::: READING TEXT

This position calls for a creative, adaptable engineer who is eager to learn new technologies and thrive in a dynamic, open source-oriented culture. You will be part of a centralized Red Hat performance engineering team that fosters innovation and collaboration to achieve world-class AI performance.
What you will do:
Design performance test plans for new MLPerf Training and Inference suites (datacenter & edge) covering LLMs primarily.
Execute accuracy, performance and power submissions; triage regressions and drive improvements using LoadGen logs, traces, and other profiling tools.
Build and maintain highly optimized container-based harnesses (Podman/Kubernetes) for benchmark execution, dataset pre-processing steps and compliance checks for reproducible CI execution.
Profile kernels, GPU runtimes and distributed collectives; propose patches to Red Hat AI software stack to remove bottlenecks revealed by results.
Represent Red Hat in working groups; upstream fixes and new benchmark proposals.
Present results and best practices at premier open source and industry conferences; author technical blogs and white papers that translate benchmark data into customer value.
Requirements: 5+ years of relevant industry experience in performance engineering or ML infrastructure
Hands-on MLPerf (Training or Inference) harness work
Strong Python & Bash proficiency plus one systems language (Go/Rust/C++)
Expert Linux skills (cgroups, scheduler, perf, NUMA, GPU drivers, etc)
Experience with container orchestration (Kubernetes, OpenShift)
Performance-profiling literacy (nvprof, Nsight Systems, perf, eBPF)
Clear written & spoken English
This position is open to all candidates.

::::::
::: DATA TO EXAMINE

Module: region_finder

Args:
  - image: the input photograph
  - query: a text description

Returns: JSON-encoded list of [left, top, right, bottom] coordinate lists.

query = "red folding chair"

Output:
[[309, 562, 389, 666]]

::::::

Please translate this sentence from the job posting into Spanish: "This position calls for a creative, adaptable engineer who is eager to learn new technologies and thrive in a dynamic, open source-oriented culture."

Este puesto requiere un ingeniero creativo y adaptable, con ganas de aprender nuevas tecnologías y de prosperar en una cultura dinámica y orientada al código abierto.